### Yang Harus Dilakukan
Bisakah Anda menyalin tanpa perubahan bagian teks tentang penjelasan hadits atas ayat al-Qur'an di bawah ini, semuanya mulai dari "c. Mengkhususkan yang" terus ke bawah sampai "dan lain sebagainya."?

### Teks Hasil Ekstraksi

Hadits yang membatasi perihal tersebut dalam ayat:
Bahwa yang dipotong hanya sampai pada pergelangan tangan.
c. Mengkhususkan yang umum (تخصيص العام)
Contoh: ayat yang berkaitan tentang waris dalam Q.S. An-Nisa': 11
يوصيكم الله في اولادكم للذكر مثل حظ الانثيين
"Allah mensyari'atkan bagimu tentang (pembagian pusaka untuk) anak-anakmu. Yaitu: bahagian seorang anak lelaki sama dengan bahagian dua orang anak perempuan."
Ayat di atas masih bersifat umum, tapi kemudian Rasulullah mengkhususkan bahwa warisan hanya berlaku kepada sesama muslim dan lain sebagainya.
d. Menjelaskan lafadz yang musykil (توضيح المشكل)
Ada lafadz dalam al-Qur'an yang tidak diketahui maknanya secara jelas, kecuali setelah mendengar keterangan dari Nabi SAW. Ini pernah terjadi pada 'Aisyah ra. terkait dengan kata حسابا (hisaban) dalam surat al-Insyiqaq:8
فسوف يحاسب حسابا يسيرا
Kemudian Nabi menjelaskannya:
"Barang siapa yang diberikan kitabnya sebelah kanan, maka ia akan mendapat hisab yang mudah. Rasulullah bersabda: yang dimaksud ayat itu adalah amal yang diperlihatkan, dan tidaklah seseorang hisabnya diperdebatkan, melainkan ia akan dihisab." (HR Bukhari)

### Data yang Diberikan

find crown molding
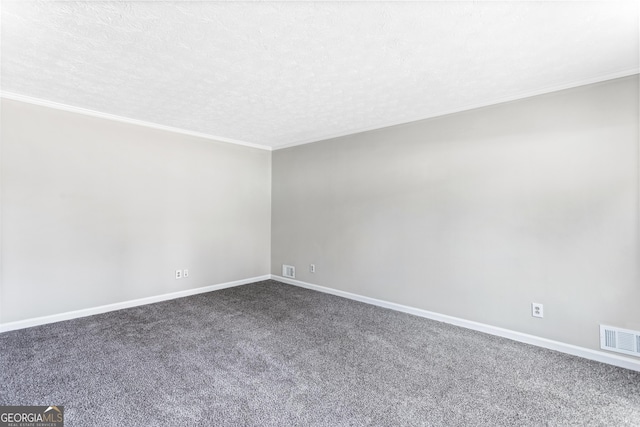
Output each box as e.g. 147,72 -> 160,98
273,68 -> 640,151
0,91 -> 272,151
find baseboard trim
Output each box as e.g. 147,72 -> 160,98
0,274 -> 271,332
271,274 -> 640,372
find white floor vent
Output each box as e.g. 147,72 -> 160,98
282,264 -> 296,279
600,325 -> 640,357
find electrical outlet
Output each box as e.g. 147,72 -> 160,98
531,302 -> 544,317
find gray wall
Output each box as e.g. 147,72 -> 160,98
271,76 -> 640,349
0,99 -> 271,322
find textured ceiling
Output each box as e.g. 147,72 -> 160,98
1,1 -> 639,147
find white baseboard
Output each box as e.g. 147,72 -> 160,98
271,274 -> 640,372
0,274 -> 271,332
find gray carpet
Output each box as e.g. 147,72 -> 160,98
0,281 -> 640,426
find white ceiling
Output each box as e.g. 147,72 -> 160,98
1,0 -> 639,148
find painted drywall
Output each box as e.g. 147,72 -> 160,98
271,75 -> 640,356
0,99 -> 271,323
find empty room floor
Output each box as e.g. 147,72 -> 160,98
0,280 -> 640,426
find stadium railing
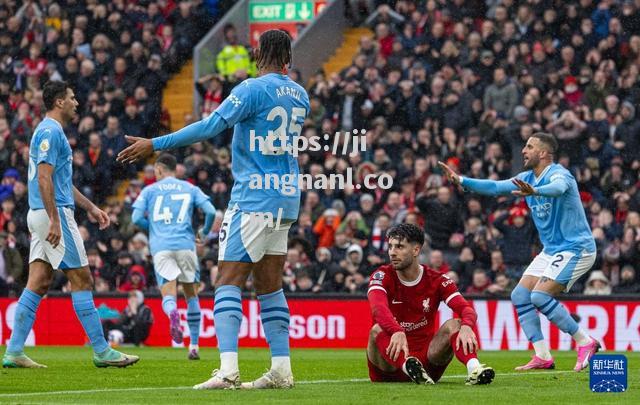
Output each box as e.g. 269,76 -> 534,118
193,0 -> 349,111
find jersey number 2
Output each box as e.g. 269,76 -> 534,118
153,193 -> 191,224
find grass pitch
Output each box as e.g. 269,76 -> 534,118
0,347 -> 640,405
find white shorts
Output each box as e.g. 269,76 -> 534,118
27,207 -> 89,270
523,251 -> 596,292
153,250 -> 200,286
218,205 -> 291,263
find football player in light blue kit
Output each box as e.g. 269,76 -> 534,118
2,82 -> 139,368
118,30 -> 310,389
439,133 -> 600,371
132,153 -> 216,360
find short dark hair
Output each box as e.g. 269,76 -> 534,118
42,81 -> 70,111
256,29 -> 291,69
156,153 -> 178,172
531,132 -> 558,155
387,224 -> 424,246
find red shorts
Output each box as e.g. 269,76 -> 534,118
367,340 -> 448,382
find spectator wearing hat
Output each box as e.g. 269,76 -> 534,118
583,270 -> 611,295
483,67 -> 519,118
465,269 -> 491,295
104,290 -> 154,346
486,273 -> 517,298
564,76 -> 583,109
120,97 -> 146,135
329,231 -> 351,263
118,264 -> 147,292
416,186 -> 462,250
547,110 -> 587,163
429,249 -> 451,274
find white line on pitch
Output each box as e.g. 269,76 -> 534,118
0,371 -> 575,398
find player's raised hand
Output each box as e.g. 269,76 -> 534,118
87,207 -> 111,230
456,325 -> 478,354
387,332 -> 409,361
438,161 -> 460,186
511,179 -> 536,197
116,135 -> 153,163
46,219 -> 62,249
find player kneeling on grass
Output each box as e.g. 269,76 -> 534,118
132,153 -> 216,360
367,224 -> 495,385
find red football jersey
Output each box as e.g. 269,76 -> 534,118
368,264 -> 460,341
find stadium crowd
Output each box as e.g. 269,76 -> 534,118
0,0 -> 640,297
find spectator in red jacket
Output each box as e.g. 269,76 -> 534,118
119,265 -> 147,292
313,208 -> 340,247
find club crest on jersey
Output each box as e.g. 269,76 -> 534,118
40,139 -> 49,152
373,271 -> 384,280
422,298 -> 431,312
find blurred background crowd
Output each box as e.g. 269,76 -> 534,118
0,0 -> 640,297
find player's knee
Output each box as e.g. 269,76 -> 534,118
531,291 -> 551,309
369,323 -> 382,340
511,285 -> 531,305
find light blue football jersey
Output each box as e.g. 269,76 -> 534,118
212,73 -> 310,219
133,177 -> 209,255
517,163 -> 596,255
28,117 -> 75,210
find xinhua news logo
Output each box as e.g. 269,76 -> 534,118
589,354 -> 627,393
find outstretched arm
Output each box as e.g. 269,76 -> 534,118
513,175 -> 569,198
460,176 -> 518,195
151,112 -> 228,152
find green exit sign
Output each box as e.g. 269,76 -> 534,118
249,1 -> 314,22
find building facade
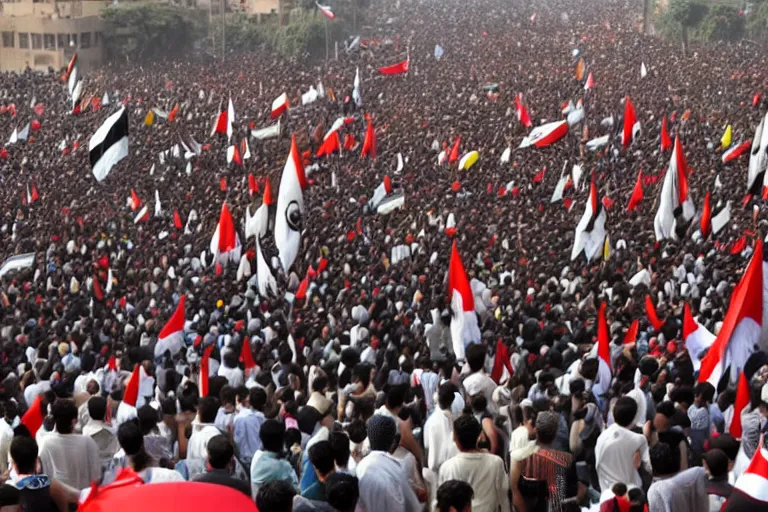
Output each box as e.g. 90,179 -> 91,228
0,0 -> 111,72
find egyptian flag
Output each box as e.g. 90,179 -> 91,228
627,169 -> 643,212
272,93 -> 290,119
199,345 -> 213,398
723,442 -> 768,512
722,139 -> 752,164
88,107 -> 128,181
379,57 -> 411,75
491,338 -> 513,384
21,393 -> 46,439
661,115 -> 672,151
210,202 -> 242,263
621,96 -> 637,148
592,302 -> 613,396
645,295 -> 664,331
360,118 -> 376,160
155,295 -> 187,357
448,240 -> 481,361
571,181 -> 607,261
683,303 -> 715,371
275,135 -> 307,273
518,120 -> 568,148
747,113 -> 768,196
515,94 -> 536,128
368,176 -> 392,210
653,137 -> 696,240
123,364 -> 141,407
699,242 -> 763,387
315,2 -> 336,20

### Penyelesaian
c. Mengkhususkan yang umum (تخصيص العام)
Contoh: ayat yang berkaitan tentang waris dalam Q.S. An-Nisa': 11
يوصيكم الله في اولادكم للذكر مثل حظ الانثيين
"Allah mensyari'atkan bagimu tentang (pembagian pusaka untuk) anak-anakmu. Yaitu: bahagian seorang anak lelaki sama dengan bahagian dua orang anak perempuan."
Ayat di atas masih bersifat umum, tapi kemudian Rasulullah mengkhususkan bahwa warisan hanya berlaku kepada sesama muslim dan lain sebagainya.